Data for this task:

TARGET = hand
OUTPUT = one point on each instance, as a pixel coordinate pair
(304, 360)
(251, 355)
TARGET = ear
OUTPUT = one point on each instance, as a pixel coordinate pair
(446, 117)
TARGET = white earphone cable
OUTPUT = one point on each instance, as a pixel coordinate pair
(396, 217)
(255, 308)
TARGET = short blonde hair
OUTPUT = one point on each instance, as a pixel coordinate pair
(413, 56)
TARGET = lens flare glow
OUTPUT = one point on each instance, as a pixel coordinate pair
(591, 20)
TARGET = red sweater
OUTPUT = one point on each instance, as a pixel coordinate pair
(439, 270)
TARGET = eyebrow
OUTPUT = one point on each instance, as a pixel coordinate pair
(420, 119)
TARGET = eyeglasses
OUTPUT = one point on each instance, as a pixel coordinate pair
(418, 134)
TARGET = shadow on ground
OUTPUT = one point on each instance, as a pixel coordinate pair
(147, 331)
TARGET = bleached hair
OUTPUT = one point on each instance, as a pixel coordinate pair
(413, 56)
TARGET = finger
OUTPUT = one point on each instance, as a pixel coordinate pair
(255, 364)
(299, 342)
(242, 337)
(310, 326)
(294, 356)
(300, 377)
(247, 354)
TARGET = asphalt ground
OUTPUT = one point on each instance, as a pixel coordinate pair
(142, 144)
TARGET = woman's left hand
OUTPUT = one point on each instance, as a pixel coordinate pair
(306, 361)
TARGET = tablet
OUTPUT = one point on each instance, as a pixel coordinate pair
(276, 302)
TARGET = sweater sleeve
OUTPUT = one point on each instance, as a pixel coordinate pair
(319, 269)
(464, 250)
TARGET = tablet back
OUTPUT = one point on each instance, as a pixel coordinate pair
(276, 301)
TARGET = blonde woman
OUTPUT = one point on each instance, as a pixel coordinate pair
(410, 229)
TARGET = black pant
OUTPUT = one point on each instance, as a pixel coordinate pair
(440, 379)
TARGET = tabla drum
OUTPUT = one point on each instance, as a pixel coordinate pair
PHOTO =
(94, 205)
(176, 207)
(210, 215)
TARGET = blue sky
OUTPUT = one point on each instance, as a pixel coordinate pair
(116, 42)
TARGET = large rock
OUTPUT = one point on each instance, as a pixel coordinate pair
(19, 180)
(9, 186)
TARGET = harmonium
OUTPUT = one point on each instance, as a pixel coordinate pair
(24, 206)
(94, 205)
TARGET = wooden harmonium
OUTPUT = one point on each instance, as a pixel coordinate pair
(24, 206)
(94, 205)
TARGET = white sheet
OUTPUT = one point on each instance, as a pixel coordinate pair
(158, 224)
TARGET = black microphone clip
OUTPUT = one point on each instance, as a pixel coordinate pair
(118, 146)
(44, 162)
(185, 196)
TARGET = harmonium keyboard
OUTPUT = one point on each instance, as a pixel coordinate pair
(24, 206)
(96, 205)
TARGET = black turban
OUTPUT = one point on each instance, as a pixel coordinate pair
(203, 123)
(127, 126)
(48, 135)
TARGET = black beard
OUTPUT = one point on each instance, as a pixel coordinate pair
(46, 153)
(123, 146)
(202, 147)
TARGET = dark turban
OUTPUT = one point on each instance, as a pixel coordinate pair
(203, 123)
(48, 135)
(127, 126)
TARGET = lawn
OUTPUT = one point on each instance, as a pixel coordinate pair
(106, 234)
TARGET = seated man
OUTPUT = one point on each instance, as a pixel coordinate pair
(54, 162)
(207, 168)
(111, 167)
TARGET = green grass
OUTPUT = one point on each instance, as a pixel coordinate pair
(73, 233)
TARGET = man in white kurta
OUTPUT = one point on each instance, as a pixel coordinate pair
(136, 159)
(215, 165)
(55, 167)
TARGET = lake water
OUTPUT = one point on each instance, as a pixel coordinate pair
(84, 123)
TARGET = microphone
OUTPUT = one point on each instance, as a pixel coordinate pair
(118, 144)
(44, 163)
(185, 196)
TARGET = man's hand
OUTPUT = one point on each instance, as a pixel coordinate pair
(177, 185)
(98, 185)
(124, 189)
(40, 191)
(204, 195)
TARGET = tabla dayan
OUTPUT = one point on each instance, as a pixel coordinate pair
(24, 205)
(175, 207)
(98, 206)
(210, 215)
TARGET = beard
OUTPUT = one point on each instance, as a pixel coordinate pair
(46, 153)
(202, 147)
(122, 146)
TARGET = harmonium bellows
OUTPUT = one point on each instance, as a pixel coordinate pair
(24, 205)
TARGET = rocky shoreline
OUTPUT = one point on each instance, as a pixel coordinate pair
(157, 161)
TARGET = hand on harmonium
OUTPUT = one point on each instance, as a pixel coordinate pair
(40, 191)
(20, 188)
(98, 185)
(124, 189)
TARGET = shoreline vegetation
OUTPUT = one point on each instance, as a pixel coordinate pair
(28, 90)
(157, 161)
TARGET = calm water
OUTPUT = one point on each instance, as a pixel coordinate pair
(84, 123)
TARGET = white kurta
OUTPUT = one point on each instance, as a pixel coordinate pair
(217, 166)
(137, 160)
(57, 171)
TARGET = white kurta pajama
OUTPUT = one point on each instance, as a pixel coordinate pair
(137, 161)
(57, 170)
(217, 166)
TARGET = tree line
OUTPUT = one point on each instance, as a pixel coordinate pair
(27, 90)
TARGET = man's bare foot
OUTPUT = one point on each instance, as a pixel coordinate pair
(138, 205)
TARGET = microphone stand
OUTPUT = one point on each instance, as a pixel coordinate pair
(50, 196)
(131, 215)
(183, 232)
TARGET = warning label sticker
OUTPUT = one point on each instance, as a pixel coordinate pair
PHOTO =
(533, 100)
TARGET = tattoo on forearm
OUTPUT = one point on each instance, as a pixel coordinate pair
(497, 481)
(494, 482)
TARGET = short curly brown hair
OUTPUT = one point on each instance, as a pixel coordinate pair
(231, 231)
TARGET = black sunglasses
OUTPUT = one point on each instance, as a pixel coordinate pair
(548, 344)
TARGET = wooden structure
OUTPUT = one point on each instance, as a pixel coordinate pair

The request:
Set down the rows above again, copying each line without any change.

Complete response:
TARGET = hand
OUTPUT = one point on each instance, as a pixel coordinate pair
(304, 360)
(251, 355)
TARGET = ear
OUTPUT = one point on each instance, as a pixel coordinate pair
(446, 117)
TARGET = white earphone cable
OUTPUT = one point on each instance, as a pixel coordinate pair
(396, 217)
(255, 308)
TARGET = short blonde hair
OUTPUT = one point on each instance, as a pixel coordinate pair
(413, 56)
TARGET = lens flare glow
OUTPUT = one point on each instance, as a pixel coordinate pair
(591, 20)
TARGET = red sweater
OUTPUT = one point on each instance, as a pixel coordinate pair
(439, 270)
TARGET = eyebrow
OUTPUT = one point on each instance, as a pixel coordinate pair
(420, 119)
TARGET = eyeglasses
OUTPUT = one point on each instance, as a pixel coordinate pair
(418, 134)
TARGET = shadow on ground
OUTPUT = one point on each instance, as a pixel coordinate pair
(147, 331)
TARGET = bleached hair
OUTPUT = one point on each instance, as a pixel coordinate pair
(413, 56)
TARGET = finger
OUTPUT = one point on each instance, as a pixel coordinate pair
(255, 364)
(299, 342)
(242, 337)
(310, 326)
(294, 356)
(300, 377)
(247, 354)
TARGET = asphalt ground
OUTPUT = one point on each instance, as a pixel coordinate pair
(142, 144)
TARGET = woman's left hand
OUTPUT = one point on each instance, as a pixel coordinate pair
(306, 361)
TARGET = tablet
OUTPUT = one point on each instance, as a pixel coordinate pair
(276, 302)
TARGET = sweater sleeve
OUTPUT = one point on each instance, as a pixel coordinate pair
(319, 269)
(464, 250)
TARGET = tablet back
OUTPUT = one point on each instance, as a pixel coordinate pair
(276, 301)
TARGET = blonde woman
OUTPUT = one point on each instance, as a pixel coordinate pair
(410, 229)
TARGET = black pant
OUTPUT = one point on each instance, as a pixel coordinate pair
(440, 379)
TARGET = tabla drum
OUTPUT = one point on each instance, as a pixel coordinate pair
PHOTO =
(94, 205)
(176, 207)
(210, 215)
TARGET = blue sky
OUTPUT = one point on each instance, as a pixel coordinate pair
(116, 42)
TARGET = large rock
OUTPUT = one point on each instance, as a pixel coordinate pair
(19, 180)
(9, 186)
TARGET = harmonium
OUTPUT = one point on each instance, as a pixel coordinate pair
(24, 206)
(94, 205)
TARGET = wooden harmonium
OUTPUT = one point on each instance, as a pixel coordinate pair
(24, 206)
(94, 205)
TARGET = white sheet
OUTPUT = one point on each instance, as a pixel coordinate pair
(158, 224)
TARGET = black microphone clip
OUTPUT = one point on each instance, as a pixel coordinate pair
(118, 146)
(44, 162)
(185, 196)
TARGET = harmonium keyboard
OUTPUT = one point on each instance, as a pixel coordinate pair
(24, 206)
(96, 205)
TARGET = black turban
OUTPUT = one point on each instance, as a pixel coordinate pair
(203, 123)
(127, 126)
(48, 135)
TARGET = black beard
OUTPUT = one point on each instance, as a pixel coordinate pair
(46, 153)
(123, 146)
(202, 147)
TARGET = dark turban
OUTPUT = one point on each instance, as a pixel coordinate pair
(203, 123)
(48, 135)
(127, 126)
TARGET = lawn
OUTPUT = one point on each instance, as a pixel coordinate pair
(106, 234)
TARGET = seated man
OUTPUT = one point on each instance, as a pixel coordinate pair
(54, 162)
(207, 168)
(111, 167)
TARGET = green grass
OUTPUT = one point on each instance, as a pixel coordinate pair
(73, 233)
TARGET = man in white kurta
OUTPUT = one point on each instance, as a pixel coordinate pair
(136, 159)
(215, 165)
(55, 167)
TARGET = lake water
OUTPUT = one point on each instance, as a pixel coordinate pair
(84, 123)
TARGET = microphone
OUTPUT = one point on each instance, as a pixel coordinate pair
(118, 144)
(44, 163)
(185, 196)
TARGET = man's hand
OUTPUT = one point on each instance, as a pixel coordinate pair
(177, 185)
(98, 185)
(124, 189)
(40, 191)
(204, 195)
TARGET = tabla dayan
OUTPUT = one point on each instance, as a pixel coordinate pair
(24, 205)
(175, 207)
(98, 206)
(210, 215)
TARGET = beard
OUTPUT = one point on each instance, as a pixel coordinate pair
(46, 153)
(202, 147)
(122, 146)
TARGET = harmonium bellows
OUTPUT = one point on each instance, as a pixel coordinate pair
(24, 205)
TARGET = rocky shoreline
OUTPUT = one point on each instance, as a pixel coordinate pair
(157, 161)
TARGET = hand on harmonium
OUTPUT = one point on each instance, as a pixel coordinate pair
(40, 191)
(20, 188)
(98, 185)
(124, 189)
TARGET = shoreline vegetation
OUTPUT = one point on each instance, as a pixel coordinate pair
(28, 90)
(157, 161)
TARGET = calm water
OUTPUT = one point on each instance, as a pixel coordinate pair
(84, 123)
TARGET = white kurta
OUTPUT = one point on each instance, as a pixel coordinate pair
(217, 166)
(137, 160)
(57, 171)
TARGET = white kurta pajama
OUTPUT = one point on each instance, as a pixel coordinate pair
(137, 161)
(57, 170)
(217, 166)
TARGET = tree line
OUTPUT = one point on each instance, as a pixel coordinate pair
(27, 90)
TARGET = man's bare foot
OUTPUT = one point on each instance, as a pixel coordinate pair
(138, 205)
TARGET = microphone stand
OUTPUT = one point on each instance, as a pixel coordinate pair
(50, 196)
(131, 215)
(183, 232)
TARGET = warning label sticker
OUTPUT = one point on each instance, as a pixel coordinate pair
PHOTO =
(533, 100)
TARGET = tattoo on forearm
OUTPUT = one point on each instance, as a pixel coordinate pair
(497, 481)
(494, 482)
TARGET = short curly brown hair
OUTPUT = one point on each instance, as a pixel coordinate pair
(231, 231)
TARGET = black sunglasses
OUTPUT = one point on each instance, as a pixel coordinate pair
(548, 344)
TARGET = wooden structure
OUTPUT = one point on each instance, as a pixel coordinate pair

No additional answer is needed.